TRECHO DO TEXTO:

Cenas Portenhas

As carnes argentinas continuam suculentamente as mesmas... Entretanto Buenos Aires, quanta diferença! Talvez nenhuma para quem não tenha visto a capital portenha como eu tive o prazer de ver em 1997. Era a minha primeira vez no exterior e tudo, obviamente, me deslumbrou. Buenos Aires era a Europa mais perto da gente. Paris com preços acessíveis em época de inflação galopante.

Minha melhor (e única) amiga argentina: la dulce Mariana

Depois voltei à cidade em 2006. Estava grávida do caçula, mas sabia. Todavia a sensibilidade feminina aguçada já estava correndo no meu sangue... E continuei achando tudo lindo e maravilhoso. Ou ainda mais charmoso e agradável, apesar de vislumbrar alguns mendigos que em 1997 não existiam. Buenos Aires era mesmo motivo de orgulho para os portenhos. Metrópole de primeiro mundo.


A inesquecível El Ateneo. Entre as dez mais lindas livrarias do mundo

E agora em 2012 tudo está bem mais real. Os argentinos vêm enfrentando crises atrás de crises. O  cenário de deslumbre começa a mostrar sinais de cansaço. Muitos moradores de rua sob as marquises, vendedores ambulantes nos semáforos, sujeira, pichações. Buenos Aires está perdendo a fleuma lentamente. Cada dia mais decadente, mas segura a onda, a pose altiva. Digamos que hoje a capital está mais para Carmen Maryrink Veiga do que para Coco Chanel.

ENUNCIADO DA TAREFA A: Reescreva em forma de lista o parágrafo do texto sobre Buenos Aires iniciado por "E agora em 2012", preservando seus fatos principais.
ENUNCIADO DA TAREFA B: Identifique e transcreva cada linha dos registros em que aparece a sequência "blue".

DADOS FORNECIDOS:
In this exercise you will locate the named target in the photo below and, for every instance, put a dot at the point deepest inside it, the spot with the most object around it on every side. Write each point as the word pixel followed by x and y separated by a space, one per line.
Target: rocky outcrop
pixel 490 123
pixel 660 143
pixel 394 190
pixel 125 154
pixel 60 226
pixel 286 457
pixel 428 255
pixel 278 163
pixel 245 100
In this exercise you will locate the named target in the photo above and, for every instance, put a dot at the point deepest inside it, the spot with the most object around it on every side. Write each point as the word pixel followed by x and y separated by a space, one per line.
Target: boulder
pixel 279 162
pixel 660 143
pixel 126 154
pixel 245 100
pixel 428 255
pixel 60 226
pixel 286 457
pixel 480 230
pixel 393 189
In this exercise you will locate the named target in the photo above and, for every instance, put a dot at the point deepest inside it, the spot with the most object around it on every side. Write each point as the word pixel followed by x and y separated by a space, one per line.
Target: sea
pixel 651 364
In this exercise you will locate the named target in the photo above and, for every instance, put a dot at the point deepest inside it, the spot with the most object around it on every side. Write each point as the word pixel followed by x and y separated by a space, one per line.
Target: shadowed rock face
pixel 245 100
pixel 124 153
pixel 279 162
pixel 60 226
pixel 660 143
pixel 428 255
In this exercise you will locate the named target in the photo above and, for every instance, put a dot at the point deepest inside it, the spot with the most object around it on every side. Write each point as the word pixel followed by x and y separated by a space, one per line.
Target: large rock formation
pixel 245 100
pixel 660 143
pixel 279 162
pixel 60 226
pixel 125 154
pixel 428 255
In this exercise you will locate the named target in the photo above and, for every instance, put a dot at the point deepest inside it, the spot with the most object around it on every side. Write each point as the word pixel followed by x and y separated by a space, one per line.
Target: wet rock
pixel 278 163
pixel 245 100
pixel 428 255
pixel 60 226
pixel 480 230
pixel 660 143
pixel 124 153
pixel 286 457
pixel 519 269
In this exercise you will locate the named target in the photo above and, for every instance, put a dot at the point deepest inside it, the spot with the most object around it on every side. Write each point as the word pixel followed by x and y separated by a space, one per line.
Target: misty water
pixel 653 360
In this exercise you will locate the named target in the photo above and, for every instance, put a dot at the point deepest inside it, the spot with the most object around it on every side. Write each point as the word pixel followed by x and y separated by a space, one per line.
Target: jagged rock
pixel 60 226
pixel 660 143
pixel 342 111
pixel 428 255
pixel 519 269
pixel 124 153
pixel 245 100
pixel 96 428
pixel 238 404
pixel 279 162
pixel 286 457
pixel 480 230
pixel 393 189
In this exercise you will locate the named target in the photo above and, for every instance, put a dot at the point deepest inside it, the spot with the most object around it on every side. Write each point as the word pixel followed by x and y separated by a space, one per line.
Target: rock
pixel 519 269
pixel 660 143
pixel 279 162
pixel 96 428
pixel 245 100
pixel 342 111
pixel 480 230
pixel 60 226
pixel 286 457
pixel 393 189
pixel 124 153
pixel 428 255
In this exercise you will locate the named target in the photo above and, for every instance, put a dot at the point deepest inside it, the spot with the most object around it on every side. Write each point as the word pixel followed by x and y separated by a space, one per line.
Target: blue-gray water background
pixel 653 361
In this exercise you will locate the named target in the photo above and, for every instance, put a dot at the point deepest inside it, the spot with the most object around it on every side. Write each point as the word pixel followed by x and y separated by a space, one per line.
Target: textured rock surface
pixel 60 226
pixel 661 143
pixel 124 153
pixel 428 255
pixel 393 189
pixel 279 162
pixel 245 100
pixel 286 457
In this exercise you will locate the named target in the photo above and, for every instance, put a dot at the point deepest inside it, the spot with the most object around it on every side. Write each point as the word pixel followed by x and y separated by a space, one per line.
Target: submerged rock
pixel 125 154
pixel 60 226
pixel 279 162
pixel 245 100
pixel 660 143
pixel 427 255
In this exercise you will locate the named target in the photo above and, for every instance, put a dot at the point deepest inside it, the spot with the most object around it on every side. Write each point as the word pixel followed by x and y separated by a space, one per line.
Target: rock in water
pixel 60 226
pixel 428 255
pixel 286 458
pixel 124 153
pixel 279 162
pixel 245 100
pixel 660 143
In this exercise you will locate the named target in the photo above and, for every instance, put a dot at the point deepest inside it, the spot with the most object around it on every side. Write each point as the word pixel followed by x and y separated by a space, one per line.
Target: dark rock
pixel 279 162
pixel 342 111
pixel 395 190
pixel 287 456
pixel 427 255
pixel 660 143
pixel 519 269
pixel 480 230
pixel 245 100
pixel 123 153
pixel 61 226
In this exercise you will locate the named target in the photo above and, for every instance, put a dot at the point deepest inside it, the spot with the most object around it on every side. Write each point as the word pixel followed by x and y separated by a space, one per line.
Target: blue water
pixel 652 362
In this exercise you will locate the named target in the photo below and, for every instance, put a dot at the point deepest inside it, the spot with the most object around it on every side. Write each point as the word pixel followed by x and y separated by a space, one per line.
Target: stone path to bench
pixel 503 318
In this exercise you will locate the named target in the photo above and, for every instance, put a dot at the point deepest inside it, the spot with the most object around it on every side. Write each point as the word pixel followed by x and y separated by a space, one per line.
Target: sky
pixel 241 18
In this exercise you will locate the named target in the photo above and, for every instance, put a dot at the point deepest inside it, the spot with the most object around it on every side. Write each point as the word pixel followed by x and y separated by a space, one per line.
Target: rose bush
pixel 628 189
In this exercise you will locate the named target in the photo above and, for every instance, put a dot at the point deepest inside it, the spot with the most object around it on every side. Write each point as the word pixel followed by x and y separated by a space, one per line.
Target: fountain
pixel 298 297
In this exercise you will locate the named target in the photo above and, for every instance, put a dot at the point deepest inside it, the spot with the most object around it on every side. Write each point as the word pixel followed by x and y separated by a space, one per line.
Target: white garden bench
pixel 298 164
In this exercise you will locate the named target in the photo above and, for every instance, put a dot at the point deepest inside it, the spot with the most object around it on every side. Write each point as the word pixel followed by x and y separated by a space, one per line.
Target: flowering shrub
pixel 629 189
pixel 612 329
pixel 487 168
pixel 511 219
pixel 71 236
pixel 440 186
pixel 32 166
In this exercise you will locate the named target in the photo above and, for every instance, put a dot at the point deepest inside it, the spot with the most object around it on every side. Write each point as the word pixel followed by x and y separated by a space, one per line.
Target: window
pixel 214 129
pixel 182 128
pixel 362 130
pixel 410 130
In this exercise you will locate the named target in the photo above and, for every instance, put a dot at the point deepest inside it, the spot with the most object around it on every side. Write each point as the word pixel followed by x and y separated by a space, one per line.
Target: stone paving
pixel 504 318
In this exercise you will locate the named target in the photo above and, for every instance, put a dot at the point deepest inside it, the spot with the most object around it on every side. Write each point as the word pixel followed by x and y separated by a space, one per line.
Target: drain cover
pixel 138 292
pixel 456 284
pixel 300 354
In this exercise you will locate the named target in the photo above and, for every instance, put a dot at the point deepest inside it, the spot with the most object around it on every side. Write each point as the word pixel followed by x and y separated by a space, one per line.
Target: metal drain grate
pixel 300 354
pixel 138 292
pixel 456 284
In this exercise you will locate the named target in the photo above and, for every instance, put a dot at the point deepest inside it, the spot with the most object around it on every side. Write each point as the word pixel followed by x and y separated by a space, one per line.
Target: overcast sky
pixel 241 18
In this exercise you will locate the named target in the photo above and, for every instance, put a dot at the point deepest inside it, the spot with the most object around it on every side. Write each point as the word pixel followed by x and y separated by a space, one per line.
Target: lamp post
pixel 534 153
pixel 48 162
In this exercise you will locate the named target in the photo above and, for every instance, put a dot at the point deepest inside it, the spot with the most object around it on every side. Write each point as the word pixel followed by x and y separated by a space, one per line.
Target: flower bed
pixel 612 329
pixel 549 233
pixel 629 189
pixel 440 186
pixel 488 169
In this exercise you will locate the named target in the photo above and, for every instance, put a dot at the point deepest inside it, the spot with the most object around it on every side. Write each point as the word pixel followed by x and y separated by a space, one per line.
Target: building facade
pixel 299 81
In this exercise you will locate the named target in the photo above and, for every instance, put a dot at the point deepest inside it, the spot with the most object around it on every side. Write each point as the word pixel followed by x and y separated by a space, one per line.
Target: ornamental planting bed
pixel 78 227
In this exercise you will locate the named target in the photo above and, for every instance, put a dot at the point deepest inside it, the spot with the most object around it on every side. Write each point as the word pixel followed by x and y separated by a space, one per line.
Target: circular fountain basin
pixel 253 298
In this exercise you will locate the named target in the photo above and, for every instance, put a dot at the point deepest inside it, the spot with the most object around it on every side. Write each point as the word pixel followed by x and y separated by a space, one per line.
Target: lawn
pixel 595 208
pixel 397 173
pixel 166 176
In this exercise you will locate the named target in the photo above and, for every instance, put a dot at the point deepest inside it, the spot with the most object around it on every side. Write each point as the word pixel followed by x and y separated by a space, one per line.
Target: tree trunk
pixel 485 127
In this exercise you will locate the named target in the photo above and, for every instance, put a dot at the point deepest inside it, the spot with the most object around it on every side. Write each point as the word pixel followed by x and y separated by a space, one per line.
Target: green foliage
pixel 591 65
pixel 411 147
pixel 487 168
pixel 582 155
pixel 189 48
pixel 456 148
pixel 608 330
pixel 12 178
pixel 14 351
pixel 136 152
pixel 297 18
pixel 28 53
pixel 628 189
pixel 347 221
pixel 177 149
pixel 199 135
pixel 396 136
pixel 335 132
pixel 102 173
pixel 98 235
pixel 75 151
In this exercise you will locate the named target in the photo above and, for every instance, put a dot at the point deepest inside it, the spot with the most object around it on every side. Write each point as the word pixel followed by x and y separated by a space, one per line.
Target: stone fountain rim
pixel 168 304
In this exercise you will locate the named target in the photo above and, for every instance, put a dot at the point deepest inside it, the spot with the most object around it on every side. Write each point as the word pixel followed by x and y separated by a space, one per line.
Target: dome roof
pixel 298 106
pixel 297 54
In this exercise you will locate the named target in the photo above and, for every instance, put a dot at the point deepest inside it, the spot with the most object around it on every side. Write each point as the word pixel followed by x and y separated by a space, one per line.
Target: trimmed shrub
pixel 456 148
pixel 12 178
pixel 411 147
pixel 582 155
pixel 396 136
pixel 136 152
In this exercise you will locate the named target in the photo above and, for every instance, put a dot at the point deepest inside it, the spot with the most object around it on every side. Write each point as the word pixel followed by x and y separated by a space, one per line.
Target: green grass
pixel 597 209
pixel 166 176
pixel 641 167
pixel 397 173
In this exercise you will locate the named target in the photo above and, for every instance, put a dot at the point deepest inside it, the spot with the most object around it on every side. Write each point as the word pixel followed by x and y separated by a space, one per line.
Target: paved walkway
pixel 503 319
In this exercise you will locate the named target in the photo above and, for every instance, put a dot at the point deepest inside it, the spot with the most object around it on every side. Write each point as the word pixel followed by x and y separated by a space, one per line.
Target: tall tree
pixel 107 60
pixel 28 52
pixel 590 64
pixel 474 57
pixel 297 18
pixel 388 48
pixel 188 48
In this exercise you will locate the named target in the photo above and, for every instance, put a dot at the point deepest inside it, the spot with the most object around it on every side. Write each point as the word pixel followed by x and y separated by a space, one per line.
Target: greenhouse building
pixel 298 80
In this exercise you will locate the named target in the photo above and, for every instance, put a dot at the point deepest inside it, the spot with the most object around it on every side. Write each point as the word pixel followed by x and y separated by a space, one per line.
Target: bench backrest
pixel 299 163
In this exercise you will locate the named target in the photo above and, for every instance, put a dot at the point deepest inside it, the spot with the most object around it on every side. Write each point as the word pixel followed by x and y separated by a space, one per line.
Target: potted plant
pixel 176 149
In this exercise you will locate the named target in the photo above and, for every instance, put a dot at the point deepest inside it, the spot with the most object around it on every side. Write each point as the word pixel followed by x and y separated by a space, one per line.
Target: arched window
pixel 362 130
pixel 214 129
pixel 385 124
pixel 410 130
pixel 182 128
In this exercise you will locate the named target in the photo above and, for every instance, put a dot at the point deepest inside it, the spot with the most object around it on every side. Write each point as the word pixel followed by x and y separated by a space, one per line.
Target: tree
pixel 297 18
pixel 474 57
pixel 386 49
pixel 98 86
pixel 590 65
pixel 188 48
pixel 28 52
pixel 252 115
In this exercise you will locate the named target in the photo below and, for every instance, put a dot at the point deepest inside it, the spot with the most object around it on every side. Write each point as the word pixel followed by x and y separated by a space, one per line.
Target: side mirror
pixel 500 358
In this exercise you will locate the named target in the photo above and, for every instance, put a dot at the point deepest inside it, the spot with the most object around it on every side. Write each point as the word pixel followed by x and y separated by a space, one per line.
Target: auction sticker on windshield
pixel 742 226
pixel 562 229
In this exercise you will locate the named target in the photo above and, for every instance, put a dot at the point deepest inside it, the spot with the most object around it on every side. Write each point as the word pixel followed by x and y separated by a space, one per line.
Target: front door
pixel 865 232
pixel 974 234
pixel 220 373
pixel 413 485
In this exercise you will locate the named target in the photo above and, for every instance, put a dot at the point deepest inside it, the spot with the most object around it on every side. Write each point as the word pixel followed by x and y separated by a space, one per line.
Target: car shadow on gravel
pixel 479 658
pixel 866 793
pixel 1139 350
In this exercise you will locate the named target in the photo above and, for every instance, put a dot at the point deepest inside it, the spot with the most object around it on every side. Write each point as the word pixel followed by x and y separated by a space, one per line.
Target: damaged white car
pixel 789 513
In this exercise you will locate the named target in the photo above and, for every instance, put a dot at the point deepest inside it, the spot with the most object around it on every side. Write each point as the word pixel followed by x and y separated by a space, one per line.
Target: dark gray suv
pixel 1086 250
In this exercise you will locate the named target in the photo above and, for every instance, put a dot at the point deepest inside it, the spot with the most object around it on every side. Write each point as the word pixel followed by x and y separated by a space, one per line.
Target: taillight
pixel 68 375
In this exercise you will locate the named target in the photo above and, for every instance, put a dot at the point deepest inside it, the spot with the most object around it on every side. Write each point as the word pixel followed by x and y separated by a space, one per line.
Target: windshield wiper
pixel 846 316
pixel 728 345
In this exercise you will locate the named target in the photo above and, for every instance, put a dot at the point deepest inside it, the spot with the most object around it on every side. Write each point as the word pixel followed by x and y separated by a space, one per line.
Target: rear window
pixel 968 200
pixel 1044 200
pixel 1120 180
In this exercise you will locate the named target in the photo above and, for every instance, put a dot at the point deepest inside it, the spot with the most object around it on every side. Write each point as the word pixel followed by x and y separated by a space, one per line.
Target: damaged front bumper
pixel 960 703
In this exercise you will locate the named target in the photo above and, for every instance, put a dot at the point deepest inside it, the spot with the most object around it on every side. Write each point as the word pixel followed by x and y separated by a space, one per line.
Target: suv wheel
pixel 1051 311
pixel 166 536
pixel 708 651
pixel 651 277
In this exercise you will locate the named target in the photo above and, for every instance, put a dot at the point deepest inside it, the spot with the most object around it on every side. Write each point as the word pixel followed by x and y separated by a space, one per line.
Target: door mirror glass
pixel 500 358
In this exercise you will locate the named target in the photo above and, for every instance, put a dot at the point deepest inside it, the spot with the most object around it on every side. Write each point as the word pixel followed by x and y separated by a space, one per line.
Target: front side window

RESOLUÇÃO DA TAREFA A:
- Em 2012, tudo em Buenos Aires está bem mais real.
- Os argentinos vêm enfrentando crises atrás de crises.
- O cenário de deslumbre começa a mostrar sinais de cansaço: muitos moradores de rua sob as marquises, vendedores ambulantes nos semáforos, sujeira e pichações.
- A cidade perde a fleuma lentamente e está cada dia mais decadente, mas mantém a pose altiva.

RESOLUÇÃO DA TAREFA B:
Target: blue-gray water background
Target: blue water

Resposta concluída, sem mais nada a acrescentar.